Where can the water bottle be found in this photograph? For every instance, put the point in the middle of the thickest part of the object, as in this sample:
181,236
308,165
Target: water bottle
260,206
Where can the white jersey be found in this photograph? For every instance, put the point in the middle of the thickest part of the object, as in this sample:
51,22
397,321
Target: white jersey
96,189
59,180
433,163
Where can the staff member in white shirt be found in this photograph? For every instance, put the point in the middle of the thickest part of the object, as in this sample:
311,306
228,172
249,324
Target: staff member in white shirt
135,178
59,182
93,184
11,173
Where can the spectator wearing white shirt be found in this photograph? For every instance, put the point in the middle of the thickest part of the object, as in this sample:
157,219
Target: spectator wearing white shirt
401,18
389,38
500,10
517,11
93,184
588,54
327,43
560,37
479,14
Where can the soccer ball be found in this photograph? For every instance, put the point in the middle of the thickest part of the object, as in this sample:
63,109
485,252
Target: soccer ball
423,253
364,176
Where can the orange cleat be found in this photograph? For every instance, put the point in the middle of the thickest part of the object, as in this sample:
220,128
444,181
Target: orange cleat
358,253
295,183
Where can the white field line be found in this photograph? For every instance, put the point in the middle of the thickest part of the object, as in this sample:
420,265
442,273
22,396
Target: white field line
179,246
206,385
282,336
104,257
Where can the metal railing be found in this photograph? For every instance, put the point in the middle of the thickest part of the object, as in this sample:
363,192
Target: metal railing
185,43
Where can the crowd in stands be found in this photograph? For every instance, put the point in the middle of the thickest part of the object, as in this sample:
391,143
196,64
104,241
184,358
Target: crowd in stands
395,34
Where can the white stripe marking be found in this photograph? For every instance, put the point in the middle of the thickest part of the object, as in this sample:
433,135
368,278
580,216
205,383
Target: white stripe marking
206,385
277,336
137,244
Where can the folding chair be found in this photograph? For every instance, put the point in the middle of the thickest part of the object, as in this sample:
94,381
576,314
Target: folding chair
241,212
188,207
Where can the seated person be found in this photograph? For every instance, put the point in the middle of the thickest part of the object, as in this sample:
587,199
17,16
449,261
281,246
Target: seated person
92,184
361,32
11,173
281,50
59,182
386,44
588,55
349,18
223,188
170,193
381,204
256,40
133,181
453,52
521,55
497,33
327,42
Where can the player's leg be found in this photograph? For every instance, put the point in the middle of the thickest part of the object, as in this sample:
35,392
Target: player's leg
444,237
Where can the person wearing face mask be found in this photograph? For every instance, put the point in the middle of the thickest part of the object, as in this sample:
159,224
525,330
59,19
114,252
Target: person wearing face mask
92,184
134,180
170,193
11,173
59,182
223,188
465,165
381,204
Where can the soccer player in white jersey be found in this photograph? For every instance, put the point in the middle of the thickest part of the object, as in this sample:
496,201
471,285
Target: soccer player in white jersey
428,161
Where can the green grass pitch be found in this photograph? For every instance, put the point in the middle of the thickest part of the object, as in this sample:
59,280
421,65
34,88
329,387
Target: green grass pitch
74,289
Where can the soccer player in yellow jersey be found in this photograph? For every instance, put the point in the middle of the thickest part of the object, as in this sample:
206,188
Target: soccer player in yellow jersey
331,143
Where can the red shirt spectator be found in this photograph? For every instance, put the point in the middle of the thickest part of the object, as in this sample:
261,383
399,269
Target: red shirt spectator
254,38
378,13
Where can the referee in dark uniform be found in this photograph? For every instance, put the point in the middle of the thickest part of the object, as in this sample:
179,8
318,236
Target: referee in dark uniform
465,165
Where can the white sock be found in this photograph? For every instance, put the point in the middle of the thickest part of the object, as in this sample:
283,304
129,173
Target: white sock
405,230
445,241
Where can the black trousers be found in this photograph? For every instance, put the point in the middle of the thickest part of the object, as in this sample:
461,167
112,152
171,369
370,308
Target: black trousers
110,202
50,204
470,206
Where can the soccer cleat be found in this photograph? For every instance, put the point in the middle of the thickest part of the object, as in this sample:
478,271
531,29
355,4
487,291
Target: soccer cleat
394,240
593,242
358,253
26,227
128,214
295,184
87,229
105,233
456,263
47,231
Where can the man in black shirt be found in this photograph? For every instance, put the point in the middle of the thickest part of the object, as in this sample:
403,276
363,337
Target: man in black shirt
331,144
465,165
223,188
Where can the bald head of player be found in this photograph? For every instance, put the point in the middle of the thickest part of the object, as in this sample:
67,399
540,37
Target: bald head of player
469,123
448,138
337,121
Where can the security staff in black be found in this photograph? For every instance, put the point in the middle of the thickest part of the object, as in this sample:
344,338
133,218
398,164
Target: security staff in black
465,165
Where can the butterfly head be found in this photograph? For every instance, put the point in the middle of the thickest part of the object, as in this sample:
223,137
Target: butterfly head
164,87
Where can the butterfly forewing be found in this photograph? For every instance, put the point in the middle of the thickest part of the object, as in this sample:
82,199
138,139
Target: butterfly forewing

Exercise -
Copy out the full listing exactly.

Finished exercise -
Where can the water bottle be found in this photograph? For every instance, put the point in the middle of the thickest part of the object, as in this sample:
181,236
308,165
Target: water bottle
260,206
Where can the white jersey be found in this photograph? For every instance, put the point in the middle of the thickest part of the object, as in this sample:
51,22
397,321
Target: white jersey
96,189
59,180
433,163
Where can the staff member in white shirt be found in this photograph? For every instance, put the point in the middle of the thickest part of the object, as in this sample:
311,306
228,172
249,324
Target: staff member in white shirt
135,178
59,182
93,184
11,173
Where can the spectator wearing white shirt be found in this photograph? For every instance, put the point in the middle of the thickest part of the object, as in this sample:
157,219
Target: spectator wearing white shirt
401,18
389,38
500,10
517,11
93,184
588,54
327,43
560,37
479,14
Where can the soccer ball be found in this photograph? For every instance, put the point in the middle of the thickest part of the object, as in this sample:
63,109
485,252
Target: soccer ball
423,253
364,176
Where can the orange cleat be found in this photograph? For every instance, put the point in the middle of the thickest part of the object, as in this sample:
220,128
444,181
Target: orange cleat
358,253
295,183
Where can the white field line be found in this photograph? For every instance, put the point in the middle of the thickest part of the object, as in this sample:
420,265
442,273
22,396
Target: white field line
179,246
206,385
282,336
104,257
Where can the metal railing be found in this photograph? For every instance, put the point in the middle of the thickest part of the object, as in this sample:
363,192
Target: metal railing
185,43
Where can the crowd in stands be found in this photograph? For every instance, put the point in the middle of the thickest part of the object, as in this sample:
391,143
196,64
104,241
184,358
Target: crowd in stands
395,34
Where can the white stripe marking be found in this photograph? For every instance, put the point in the middle of the thickest part of the object, as in this sample:
433,135
368,278
580,216
205,383
Target: white stripe marking
206,385
277,336
137,244
Where can the folding chair be found in this photograph? For every instance, put the point in the middle of the thickest part of the object, as in this sample:
94,381
576,314
Target: folding chair
241,212
188,207
Where can the seated person be found in this photograph? For every instance, put the point in the middle of the thickest part of the object, as in this sample:
587,199
17,16
449,261
281,246
Target: seated person
92,184
361,32
11,173
281,50
59,182
386,44
588,55
349,18
223,188
170,193
381,204
256,40
133,181
453,52
521,55
497,33
327,42
Where can the player's leg be found in this photograph? For every instance, put the point in the middle of the thickest part of the object, as in this sample:
35,392
Target: player's leg
444,237
Where can the person wearing face mask be found in this photograph? For every instance, put the point in the middle of the thickest part of the object, as in this sample:
159,224
525,330
59,19
114,252
Target: person wearing face mask
92,184
134,180
170,193
11,173
59,182
223,188
465,165
381,204
Where can the soccer player in white jersey be found in this photograph? For every instance, put the point in the middle of the thickest part of the object, as in this sample:
496,201
471,285
Target: soccer player in white jersey
428,161
Where can the green grass pitch be found in this photograph? For every instance, put the point in the middle of the thickest part of the object, as in this sample:
59,280
421,65
34,88
329,387
Target: green grass pitch
74,289
Where can the soccer player in yellow jersey be found in this photograph? For every instance, put the point in the middle of the thickest part of the object, as in this sample:
206,188
Target: soccer player in yellow jersey
331,143
Where can the red shirt spectator be found in this photograph? For every instance, put the point in the middle of the thickest part of the object, as in this sample:
261,383
399,269
Target: red shirt spectator
254,38
378,13
Where can the referee in dark uniform be found in this photograph? For every instance, put the point in the middle of the thickest part of the object, as in this sample:
179,8
318,236
Target: referee in dark uniform
465,165
Where can the white sock be found in this photograph? For every instance, put the point in the middle of the thickest part of the object, as in this sample:
283,304
129,173
Target: white sock
405,230
445,241
Where can the black trousers be found in this photograph? For every instance, put the point in the middle of the thickest part of the object, as in this sample:
461,167
112,152
171,369
370,308
Target: black trousers
110,202
50,204
470,206
Where can the soccer cleat be found in this photograph? For every instance, put the point in the middle of the thickest part of the object, as in this sample:
478,271
531,29
355,4
487,291
Target: soccer cleat
394,240
593,242
358,253
26,227
128,214
295,184
87,229
105,233
456,263
47,231
Where can the man in black shirt be found in this photograph? For every instance, put the point in the middle of the thickest part of the object, as in this sample:
403,276
363,337
Target: man in black shirt
331,144
465,165
223,188
Where can the bald head of player be found in this photograph? For every instance, put the point in the middle of the thickest part of the object, as in this sample:
67,399
540,37
Target: bald head of player
469,123
448,138
337,121
Where can the security staff in black be found in this photograph? For every instance, put the point in the middle of the thickest part of the object, as in this sample:
344,338
133,218
398,164
Target: security staff in black
465,165
Where can the butterfly head be found in this photograph? For every instance, put the point in the middle of the thickest part of the object, as in this sample:
223,137
Target: butterfly head
164,87
Where can the butterfly forewing be found in this photograph? For every instance, put the point in the middle of the thickest part of the object, as in this sample:
82,199
138,139
Target: butterfly forewing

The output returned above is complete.